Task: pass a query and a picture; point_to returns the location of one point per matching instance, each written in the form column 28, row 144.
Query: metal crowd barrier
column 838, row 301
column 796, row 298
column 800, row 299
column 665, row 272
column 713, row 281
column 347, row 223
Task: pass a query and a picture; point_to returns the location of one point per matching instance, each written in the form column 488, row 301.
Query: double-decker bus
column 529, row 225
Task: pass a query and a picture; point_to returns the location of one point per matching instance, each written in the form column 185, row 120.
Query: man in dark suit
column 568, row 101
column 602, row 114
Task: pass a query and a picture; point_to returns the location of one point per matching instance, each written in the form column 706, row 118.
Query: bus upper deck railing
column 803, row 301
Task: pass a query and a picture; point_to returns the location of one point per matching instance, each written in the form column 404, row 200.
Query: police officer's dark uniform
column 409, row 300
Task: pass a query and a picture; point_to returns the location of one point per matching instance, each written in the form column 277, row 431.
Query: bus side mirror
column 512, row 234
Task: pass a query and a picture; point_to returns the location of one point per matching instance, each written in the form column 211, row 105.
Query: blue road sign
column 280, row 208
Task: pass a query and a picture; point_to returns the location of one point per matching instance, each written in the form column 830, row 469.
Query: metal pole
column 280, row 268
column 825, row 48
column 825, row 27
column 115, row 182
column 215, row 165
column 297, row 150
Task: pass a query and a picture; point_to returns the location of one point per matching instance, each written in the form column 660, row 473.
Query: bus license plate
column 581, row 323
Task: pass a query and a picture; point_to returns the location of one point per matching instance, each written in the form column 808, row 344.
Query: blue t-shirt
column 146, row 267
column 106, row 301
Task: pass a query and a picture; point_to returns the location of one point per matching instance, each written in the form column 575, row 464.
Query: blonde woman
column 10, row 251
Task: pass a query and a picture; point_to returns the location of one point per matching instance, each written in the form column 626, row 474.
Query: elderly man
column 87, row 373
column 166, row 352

□ □ □ □

§ **EXERCISE**: Give back each line above precisely as it stands.

§ **ANSWER IN FULL**:
Task: pass a query and a picture; point_to returns the location of one point per matching instance, each written in the form column 28, row 144.
Query: metal crowd barrier
column 838, row 301
column 796, row 298
column 800, row 299
column 665, row 272
column 713, row 281
column 347, row 223
Task: pass a query and a picture; point_to returns the location of one point per matching instance, each written in the form column 488, row 301.
Query: double-decker bus
column 529, row 225
Task: pass a query and a picture; point_to returns the location of one point per matching instance, each written in the form column 185, row 120.
Query: man in dark suit
column 568, row 101
column 602, row 114
Task: pass a query and a picture; point_to returns the location of one point per matching instance, each written in the form column 706, row 118.
Query: bus upper deck railing
column 803, row 301
Task: pass a query and a picture; point_to returns the location of one point per matching instance, each written in the form column 404, row 200.
Query: police officer's dark uniform
column 409, row 300
Task: pass a query and a picture; point_to returns the location of one point per matching instance, each written in the form column 277, row 431.
Query: bus side mirror
column 512, row 234
Task: pass a query and a picture; point_to returns the location of one point per matching instance, each written in the form column 211, row 105.
Query: blue road sign
column 280, row 208
Task: pass a query and a picture; point_to returns the location of one point per matching instance, each written in the form column 830, row 469.
Query: metal pole
column 280, row 268
column 825, row 48
column 825, row 27
column 115, row 182
column 215, row 165
column 297, row 150
Task: pass a query and a picture; point_to returns the location of one point per matching instance, each written in the form column 660, row 473.
Query: bus license plate
column 581, row 323
Task: pass a query and a picture; point_to returns the location of one point per matching instance, each written in the form column 808, row 344.
Query: blue t-shirt
column 146, row 267
column 106, row 301
Task: pass a query and a picture; point_to returns the location of one point per matching instance, each written in the form column 575, row 464.
Query: blonde woman
column 10, row 251
Task: pass a query and a picture; point_to returns the location of one point per matching instance, each written in the form column 626, row 474.
Query: elderly man
column 87, row 373
column 166, row 352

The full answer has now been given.